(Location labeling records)
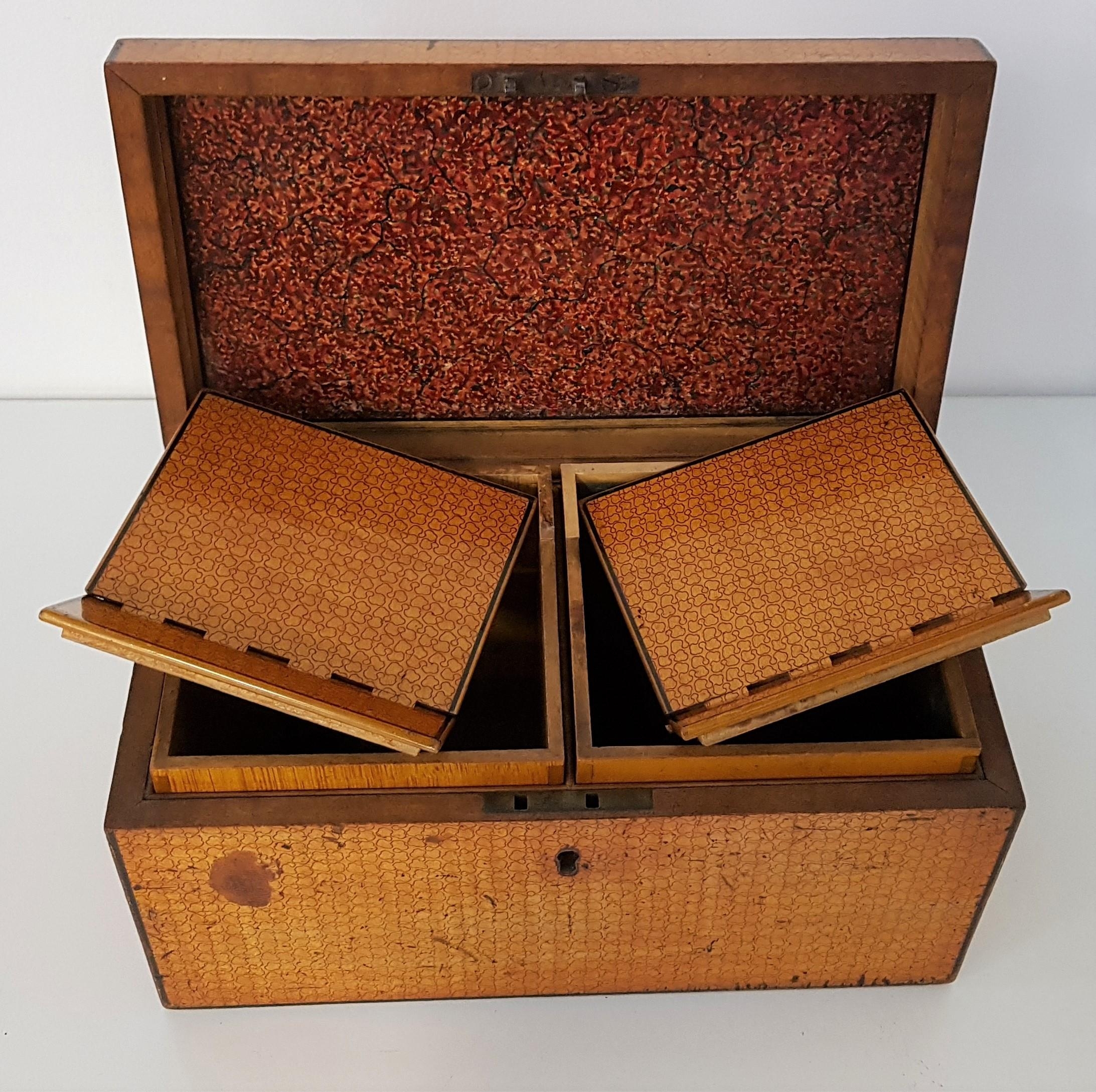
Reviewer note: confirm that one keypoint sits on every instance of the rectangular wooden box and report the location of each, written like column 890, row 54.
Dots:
column 609, row 881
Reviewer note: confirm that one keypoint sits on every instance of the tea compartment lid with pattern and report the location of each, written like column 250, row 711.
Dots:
column 791, row 571
column 307, row 571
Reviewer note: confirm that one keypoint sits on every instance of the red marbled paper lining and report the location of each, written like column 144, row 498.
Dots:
column 468, row 258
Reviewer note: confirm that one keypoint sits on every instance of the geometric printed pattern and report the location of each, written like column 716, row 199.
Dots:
column 262, row 915
column 777, row 556
column 465, row 258
column 339, row 557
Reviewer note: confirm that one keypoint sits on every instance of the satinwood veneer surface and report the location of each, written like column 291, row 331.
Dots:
column 267, row 548
column 803, row 563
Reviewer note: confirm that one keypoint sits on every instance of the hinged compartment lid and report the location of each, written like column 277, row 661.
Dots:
column 308, row 572
column 810, row 565
column 549, row 230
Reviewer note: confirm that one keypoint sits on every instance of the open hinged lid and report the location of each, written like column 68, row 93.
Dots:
column 461, row 232
column 807, row 566
column 308, row 572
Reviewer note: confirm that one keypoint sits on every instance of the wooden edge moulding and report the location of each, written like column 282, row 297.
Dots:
column 173, row 772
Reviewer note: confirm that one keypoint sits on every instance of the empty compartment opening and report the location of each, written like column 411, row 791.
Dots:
column 504, row 708
column 624, row 710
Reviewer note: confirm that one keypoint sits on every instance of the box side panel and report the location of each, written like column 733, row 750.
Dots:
column 281, row 915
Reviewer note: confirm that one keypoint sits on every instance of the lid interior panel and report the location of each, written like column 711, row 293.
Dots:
column 465, row 258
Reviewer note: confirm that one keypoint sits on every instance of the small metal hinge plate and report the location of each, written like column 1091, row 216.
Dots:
column 554, row 85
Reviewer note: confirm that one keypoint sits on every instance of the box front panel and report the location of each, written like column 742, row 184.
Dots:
column 279, row 915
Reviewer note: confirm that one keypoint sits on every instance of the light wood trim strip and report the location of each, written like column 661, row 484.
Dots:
column 229, row 774
column 148, row 189
column 854, row 66
column 953, row 162
column 270, row 684
column 888, row 664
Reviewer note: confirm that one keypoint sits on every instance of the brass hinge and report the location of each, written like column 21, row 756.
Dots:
column 554, row 85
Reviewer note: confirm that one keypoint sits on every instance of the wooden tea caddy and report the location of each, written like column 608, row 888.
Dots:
column 559, row 847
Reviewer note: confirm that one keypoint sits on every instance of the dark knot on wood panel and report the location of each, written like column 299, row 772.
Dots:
column 242, row 879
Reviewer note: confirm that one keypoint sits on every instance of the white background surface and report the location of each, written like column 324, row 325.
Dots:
column 70, row 315
column 77, row 1005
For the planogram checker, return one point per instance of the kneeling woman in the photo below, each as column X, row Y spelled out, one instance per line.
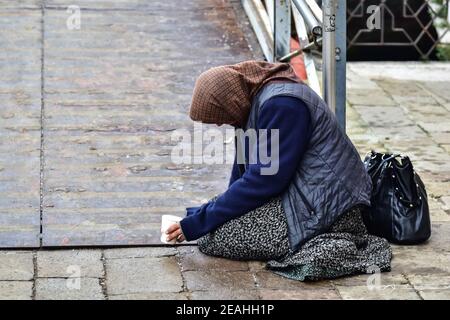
column 304, row 218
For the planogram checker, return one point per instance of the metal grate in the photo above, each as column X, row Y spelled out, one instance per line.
column 413, row 27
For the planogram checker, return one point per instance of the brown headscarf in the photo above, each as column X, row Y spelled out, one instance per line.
column 223, row 95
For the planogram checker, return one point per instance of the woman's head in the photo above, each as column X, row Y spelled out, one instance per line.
column 223, row 95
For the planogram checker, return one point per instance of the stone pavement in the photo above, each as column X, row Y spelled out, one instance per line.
column 82, row 157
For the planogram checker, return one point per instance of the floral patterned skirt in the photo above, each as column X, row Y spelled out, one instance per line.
column 262, row 234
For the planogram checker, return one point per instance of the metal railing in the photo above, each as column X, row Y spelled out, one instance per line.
column 316, row 28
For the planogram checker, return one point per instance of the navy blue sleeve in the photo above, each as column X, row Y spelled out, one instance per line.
column 235, row 174
column 252, row 190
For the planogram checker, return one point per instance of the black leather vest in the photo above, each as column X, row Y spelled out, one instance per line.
column 329, row 180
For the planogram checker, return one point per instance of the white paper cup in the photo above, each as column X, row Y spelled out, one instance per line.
column 166, row 221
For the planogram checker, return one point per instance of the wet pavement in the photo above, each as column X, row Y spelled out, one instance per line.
column 86, row 119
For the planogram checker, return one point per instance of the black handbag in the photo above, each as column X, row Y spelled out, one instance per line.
column 399, row 210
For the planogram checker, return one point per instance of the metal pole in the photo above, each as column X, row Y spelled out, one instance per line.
column 282, row 28
column 329, row 53
column 314, row 26
column 341, row 61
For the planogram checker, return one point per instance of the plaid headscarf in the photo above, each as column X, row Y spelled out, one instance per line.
column 223, row 95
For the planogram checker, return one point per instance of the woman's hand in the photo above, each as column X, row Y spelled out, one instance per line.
column 174, row 232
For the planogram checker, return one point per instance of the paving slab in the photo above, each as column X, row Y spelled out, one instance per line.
column 109, row 121
column 225, row 294
column 218, row 280
column 150, row 296
column 139, row 252
column 20, row 110
column 64, row 263
column 280, row 294
column 68, row 289
column 16, row 266
column 398, row 292
column 270, row 280
column 192, row 259
column 16, row 290
column 143, row 275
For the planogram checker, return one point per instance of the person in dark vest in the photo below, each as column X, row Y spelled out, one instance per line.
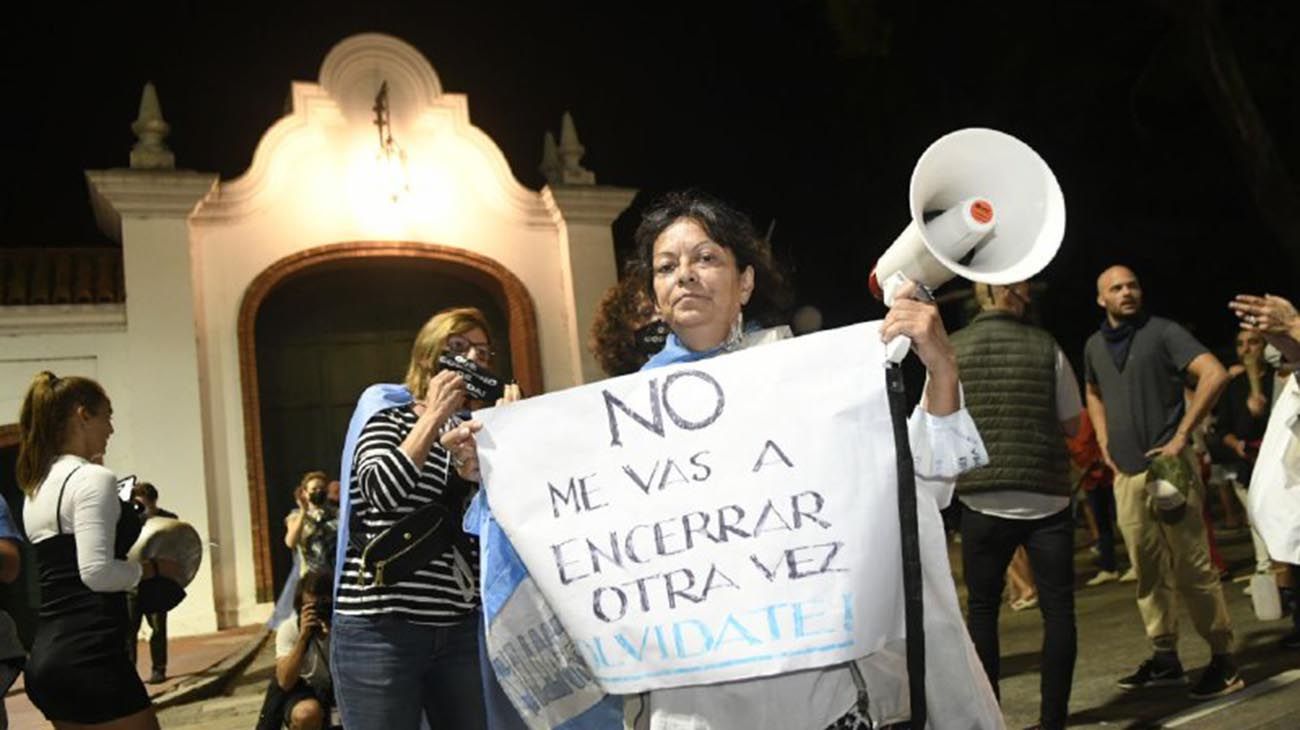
column 146, row 495
column 1136, row 368
column 1025, row 399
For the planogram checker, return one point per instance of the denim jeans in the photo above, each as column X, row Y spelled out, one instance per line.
column 390, row 672
column 1101, row 499
column 987, row 547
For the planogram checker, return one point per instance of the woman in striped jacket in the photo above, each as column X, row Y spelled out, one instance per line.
column 410, row 647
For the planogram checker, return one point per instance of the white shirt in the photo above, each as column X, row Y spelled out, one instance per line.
column 90, row 509
column 1274, row 494
column 958, row 694
column 1032, row 505
column 315, row 665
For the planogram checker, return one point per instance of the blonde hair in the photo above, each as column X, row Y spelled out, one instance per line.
column 43, row 420
column 433, row 339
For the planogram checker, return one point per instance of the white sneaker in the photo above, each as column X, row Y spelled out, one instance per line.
column 1103, row 577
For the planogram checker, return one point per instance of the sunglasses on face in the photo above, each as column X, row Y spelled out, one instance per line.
column 458, row 344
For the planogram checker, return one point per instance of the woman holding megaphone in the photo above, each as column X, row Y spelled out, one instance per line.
column 713, row 281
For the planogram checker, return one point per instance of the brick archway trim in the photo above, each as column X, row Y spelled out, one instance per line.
column 490, row 276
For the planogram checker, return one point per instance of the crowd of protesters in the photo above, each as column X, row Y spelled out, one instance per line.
column 382, row 630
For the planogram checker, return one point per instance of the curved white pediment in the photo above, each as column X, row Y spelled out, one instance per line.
column 320, row 159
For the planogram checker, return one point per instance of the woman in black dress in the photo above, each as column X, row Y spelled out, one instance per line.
column 79, row 674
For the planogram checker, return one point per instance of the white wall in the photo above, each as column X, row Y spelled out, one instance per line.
column 315, row 181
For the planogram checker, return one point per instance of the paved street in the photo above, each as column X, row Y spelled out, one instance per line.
column 237, row 708
column 1110, row 644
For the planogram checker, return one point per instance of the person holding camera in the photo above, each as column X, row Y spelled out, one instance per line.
column 302, row 655
column 311, row 529
column 407, row 618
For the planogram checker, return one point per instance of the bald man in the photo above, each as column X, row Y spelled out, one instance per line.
column 1136, row 368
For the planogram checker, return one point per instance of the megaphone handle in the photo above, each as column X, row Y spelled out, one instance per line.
column 897, row 348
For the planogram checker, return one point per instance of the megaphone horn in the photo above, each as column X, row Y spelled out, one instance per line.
column 1000, row 217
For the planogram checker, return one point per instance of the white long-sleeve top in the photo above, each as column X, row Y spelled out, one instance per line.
column 90, row 511
column 957, row 692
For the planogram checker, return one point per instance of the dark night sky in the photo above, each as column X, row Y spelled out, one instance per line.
column 806, row 112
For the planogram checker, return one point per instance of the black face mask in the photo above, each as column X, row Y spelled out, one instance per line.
column 651, row 337
column 481, row 383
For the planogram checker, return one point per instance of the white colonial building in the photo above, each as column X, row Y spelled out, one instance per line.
column 241, row 318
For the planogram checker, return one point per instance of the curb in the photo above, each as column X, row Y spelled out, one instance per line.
column 211, row 681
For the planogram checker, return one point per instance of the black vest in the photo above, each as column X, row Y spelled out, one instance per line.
column 1008, row 370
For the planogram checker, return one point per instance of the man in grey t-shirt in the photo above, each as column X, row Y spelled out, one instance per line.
column 1136, row 369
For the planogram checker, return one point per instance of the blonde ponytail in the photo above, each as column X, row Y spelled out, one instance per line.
column 43, row 420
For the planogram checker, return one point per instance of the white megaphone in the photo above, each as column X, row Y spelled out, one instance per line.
column 984, row 207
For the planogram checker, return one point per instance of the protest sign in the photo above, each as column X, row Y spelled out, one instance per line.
column 709, row 521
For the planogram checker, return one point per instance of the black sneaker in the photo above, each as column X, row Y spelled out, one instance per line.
column 1153, row 673
column 1220, row 678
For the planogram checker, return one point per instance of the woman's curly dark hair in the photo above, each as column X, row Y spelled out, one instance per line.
column 614, row 340
column 731, row 229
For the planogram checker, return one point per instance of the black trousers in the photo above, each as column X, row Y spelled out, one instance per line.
column 157, row 638
column 988, row 544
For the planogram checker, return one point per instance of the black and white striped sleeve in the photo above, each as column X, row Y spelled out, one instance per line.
column 384, row 472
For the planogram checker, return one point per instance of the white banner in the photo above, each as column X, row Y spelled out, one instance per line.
column 710, row 521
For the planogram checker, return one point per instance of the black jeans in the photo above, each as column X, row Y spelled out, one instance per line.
column 1101, row 499
column 987, row 548
column 157, row 638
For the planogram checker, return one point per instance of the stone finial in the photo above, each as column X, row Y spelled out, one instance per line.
column 151, row 129
column 550, row 166
column 571, row 153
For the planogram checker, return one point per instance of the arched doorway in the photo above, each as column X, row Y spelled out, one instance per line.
column 319, row 326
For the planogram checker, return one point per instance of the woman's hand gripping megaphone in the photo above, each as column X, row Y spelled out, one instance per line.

## Stated exercise
From the line holding "the white megaphone" to the last line of the records, quote each line exactly and add nothing.

## Output of the task
For the planogram checker, return one point per instance of the white megaphone in the photo above, each as column X, row Y spelled out, one instance per line.
column 984, row 207
For the planogram checker, return one point per instance of the protest sign in the photo above, each as column X, row Y spelled out, one instance per line.
column 709, row 521
For the planogram checker, return one point per instance of the black sneaker in the photo above, each as column X, row Y spelled out, one instance per line.
column 1153, row 673
column 1220, row 678
For the planogram checker, return one point per instance of the woman's curly dark hair in the photo above, each as column X, row Y spelled out, one instance per line.
column 614, row 340
column 731, row 229
For the planogram checker, return one point per instance of the black trousers in the photo above, each as column X, row Y spelled out, one instance per line.
column 157, row 638
column 988, row 544
For the planogram checker, return one point per instance of the black and white striped sleeve in the photo above, each as column X, row Y spelled out, one instance per line.
column 384, row 472
For the planogram checker, return one point per instance of the white banner in the photo above, each as column X, row Y spelled out, one instance per line.
column 710, row 521
For the planogram checker, return one point per instance of the black jeans in the photo above, each as column X, row Y spelled out, one instance per line.
column 1101, row 499
column 987, row 548
column 157, row 638
For the planogram checker, return one point per instance of the stone finial in the photo above, each as column X, row Y spelled out, one instance per line.
column 151, row 129
column 550, row 166
column 571, row 153
For the planogram checker, return one point per instance of the arched doorway in the photo above, each as column X, row Y spelled out, one instance per line.
column 319, row 326
For the planogram checker, return one point per instance of the woman's hand gripping megaphone in the photo above, each as column X, row Y spelled out, one instance per line.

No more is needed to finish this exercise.